_Objectif_: Recopiez mot pour mot l'intégralité du matériel ci-dessous, sans rien y modifier.

_Liste_:
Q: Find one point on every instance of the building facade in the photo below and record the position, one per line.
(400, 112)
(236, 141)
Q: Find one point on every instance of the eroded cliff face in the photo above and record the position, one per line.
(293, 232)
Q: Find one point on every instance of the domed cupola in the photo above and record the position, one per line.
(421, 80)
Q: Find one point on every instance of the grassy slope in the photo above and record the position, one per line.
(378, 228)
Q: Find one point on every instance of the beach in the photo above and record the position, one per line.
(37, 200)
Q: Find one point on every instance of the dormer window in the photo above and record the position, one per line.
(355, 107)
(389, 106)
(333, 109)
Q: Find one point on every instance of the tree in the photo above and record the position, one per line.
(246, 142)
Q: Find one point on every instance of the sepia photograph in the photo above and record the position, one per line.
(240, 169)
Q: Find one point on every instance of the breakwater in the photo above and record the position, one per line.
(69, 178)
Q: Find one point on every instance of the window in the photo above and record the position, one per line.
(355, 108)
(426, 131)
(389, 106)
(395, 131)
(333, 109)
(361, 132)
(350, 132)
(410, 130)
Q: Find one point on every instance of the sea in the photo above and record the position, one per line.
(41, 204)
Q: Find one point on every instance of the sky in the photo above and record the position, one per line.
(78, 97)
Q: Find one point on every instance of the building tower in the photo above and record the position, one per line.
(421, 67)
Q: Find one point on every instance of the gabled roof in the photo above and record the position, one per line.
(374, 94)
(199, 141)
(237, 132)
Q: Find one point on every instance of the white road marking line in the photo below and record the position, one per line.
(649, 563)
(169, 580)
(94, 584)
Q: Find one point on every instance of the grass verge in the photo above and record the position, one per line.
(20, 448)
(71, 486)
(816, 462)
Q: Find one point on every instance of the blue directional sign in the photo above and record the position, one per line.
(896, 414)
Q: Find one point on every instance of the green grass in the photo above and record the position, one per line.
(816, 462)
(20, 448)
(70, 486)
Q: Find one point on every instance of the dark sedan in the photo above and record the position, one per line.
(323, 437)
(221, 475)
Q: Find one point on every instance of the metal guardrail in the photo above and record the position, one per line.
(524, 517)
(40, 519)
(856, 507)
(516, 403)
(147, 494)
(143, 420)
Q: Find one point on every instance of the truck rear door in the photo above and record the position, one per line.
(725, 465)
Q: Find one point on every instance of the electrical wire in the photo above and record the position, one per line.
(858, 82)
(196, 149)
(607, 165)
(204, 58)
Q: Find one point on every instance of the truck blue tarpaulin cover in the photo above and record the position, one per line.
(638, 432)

_Résultat obtenu_:
Q: Find one point on every instance of the building facade in the photo below and record the position, one per line.
(400, 112)
(236, 141)
Q: Find one point on every instance of the eroded cliff face in the photo above and record the position, one per line.
(293, 232)
Q: Find one point on every instance of the domed cupola in the photo above and record the position, one per line.
(421, 80)
Q: Find one point on every instance of the grassy slope in the photo above and record the position, one per line.
(378, 228)
Q: Find one point on every instance of the beach in the photo above and record the position, one per line.
(37, 200)
Q: Find one point on every instance of the dormer window in the photo above and record the position, one per line.
(355, 107)
(389, 106)
(333, 109)
Q: Find one point on every instance of the tree in the photo above and record the position, one per line.
(246, 142)
Q: Find one point on every instance of the sepia photograph in the photo above and record the position, one per line.
(240, 169)
Q: Find one point on every instance of the breakwater in the photo above and record the position, one per line.
(69, 178)
Q: Find one point on every instance of the window in the photo above and record the position, one per line.
(355, 108)
(426, 131)
(389, 106)
(395, 131)
(333, 109)
(361, 132)
(350, 132)
(410, 130)
Q: Find one point on every instance of the sea in the photo above and record the position, one per line.
(41, 204)
Q: Find one point on every instance of the sky in the photo above and record the position, one per line.
(78, 97)
Q: Find one point on every instance of the building tower in the photo above and record the position, one per line.
(421, 67)
Q: Find one point on every instance of the gabled roof in the photo above and record the position, one per line.
(374, 94)
(199, 141)
(237, 132)
Q: Find one point on every instance of the white road marking line in the photo below and record the position, one per line.
(649, 563)
(169, 580)
(94, 584)
Q: Find one point on every instance of the grass verge in the photo above and record the position, one per line.
(20, 448)
(71, 486)
(816, 462)
Q: Find one point on every instance of the blue directional sign in the photo above and record the position, one per line.
(896, 414)
Q: Find one point on every instance of the green grass in the photo above and record the position, one per line.
(816, 462)
(20, 448)
(70, 486)
Q: Find one point on every instance of the dark sedan in the photo above and record the position, one per line.
(323, 437)
(221, 475)
Q: Find one point on every instance of the metal guardrail in the photo above and record the position, one per line.
(524, 517)
(40, 519)
(856, 507)
(516, 403)
(147, 494)
(143, 420)
Q: Find one point on every instance of the truck rear door in the photo above and record the position, one per line.
(725, 465)
Q: Find one point on every instance of the electrical wire in the photo above and record the position, one per line.
(858, 82)
(196, 149)
(607, 165)
(204, 58)
Q: Find one point on every instance of the truck blue tarpaulin cover in the photo above and record the position, one per line.
(638, 432)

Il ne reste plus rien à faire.